- _Directions for this task_
Go through the lines below and transcribe each one exactly.

───── Material for this exercise

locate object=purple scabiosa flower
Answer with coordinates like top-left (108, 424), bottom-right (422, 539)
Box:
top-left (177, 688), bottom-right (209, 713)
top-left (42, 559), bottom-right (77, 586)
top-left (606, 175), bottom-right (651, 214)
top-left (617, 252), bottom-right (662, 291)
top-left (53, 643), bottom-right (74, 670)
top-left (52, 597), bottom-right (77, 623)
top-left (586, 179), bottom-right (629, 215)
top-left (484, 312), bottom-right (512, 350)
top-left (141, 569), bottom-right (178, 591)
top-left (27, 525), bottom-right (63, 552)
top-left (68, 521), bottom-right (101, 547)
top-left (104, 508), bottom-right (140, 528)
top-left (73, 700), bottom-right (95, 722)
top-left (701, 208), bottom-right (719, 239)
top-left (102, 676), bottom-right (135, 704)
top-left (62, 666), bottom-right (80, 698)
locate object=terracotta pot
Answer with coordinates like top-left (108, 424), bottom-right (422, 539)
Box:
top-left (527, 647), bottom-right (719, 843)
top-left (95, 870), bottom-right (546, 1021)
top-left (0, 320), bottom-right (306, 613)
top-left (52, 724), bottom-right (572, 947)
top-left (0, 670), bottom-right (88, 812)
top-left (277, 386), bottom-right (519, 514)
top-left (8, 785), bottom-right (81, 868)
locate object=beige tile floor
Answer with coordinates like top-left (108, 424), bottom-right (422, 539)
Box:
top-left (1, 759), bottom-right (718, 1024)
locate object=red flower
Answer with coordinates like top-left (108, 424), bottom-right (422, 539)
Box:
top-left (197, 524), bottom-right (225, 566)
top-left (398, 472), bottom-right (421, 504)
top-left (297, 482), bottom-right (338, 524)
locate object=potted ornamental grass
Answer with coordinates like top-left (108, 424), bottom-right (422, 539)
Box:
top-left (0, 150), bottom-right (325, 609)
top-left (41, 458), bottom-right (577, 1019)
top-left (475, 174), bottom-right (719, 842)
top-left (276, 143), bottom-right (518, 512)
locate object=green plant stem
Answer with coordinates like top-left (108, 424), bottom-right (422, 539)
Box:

──────────

- _Output of the task_
locate object=purple scabiosa flower
Answer with coordinates like top-left (108, 424), bottom-right (422, 539)
Box:
top-left (177, 688), bottom-right (209, 713)
top-left (42, 559), bottom-right (77, 586)
top-left (606, 175), bottom-right (651, 214)
top-left (617, 252), bottom-right (662, 291)
top-left (53, 643), bottom-right (74, 670)
top-left (52, 597), bottom-right (77, 623)
top-left (586, 179), bottom-right (629, 215)
top-left (484, 312), bottom-right (512, 350)
top-left (141, 569), bottom-right (178, 591)
top-left (27, 525), bottom-right (63, 552)
top-left (68, 521), bottom-right (101, 547)
top-left (104, 508), bottom-right (140, 528)
top-left (73, 700), bottom-right (95, 722)
top-left (701, 208), bottom-right (719, 239)
top-left (102, 676), bottom-right (135, 704)
top-left (62, 666), bottom-right (80, 698)
locate object=terracotta pot
Answer with coordinates like top-left (108, 424), bottom-right (422, 539)
Box:
top-left (527, 647), bottom-right (719, 843)
top-left (95, 870), bottom-right (546, 1021)
top-left (0, 320), bottom-right (306, 613)
top-left (52, 724), bottom-right (572, 947)
top-left (0, 670), bottom-right (88, 812)
top-left (277, 386), bottom-right (519, 514)
top-left (8, 785), bottom-right (81, 868)
locate object=beige tile floor
Answer with coordinates like top-left (108, 424), bottom-right (422, 539)
Box:
top-left (1, 759), bottom-right (718, 1024)
locate object=red flower
Answer with coordinates like top-left (108, 424), bottom-right (422, 539)
Box:
top-left (197, 524), bottom-right (225, 566)
top-left (398, 472), bottom-right (421, 504)
top-left (297, 482), bottom-right (338, 524)
locate object=potted ornamental grass
Answer with coordinates like top-left (108, 424), bottom-right (422, 539)
Box:
top-left (0, 150), bottom-right (325, 609)
top-left (41, 458), bottom-right (577, 1019)
top-left (475, 174), bottom-right (719, 842)
top-left (276, 143), bottom-right (518, 512)
locate object=green plant stem
Answer with coordinates like top-left (108, 424), bottom-right (422, 539)
Box:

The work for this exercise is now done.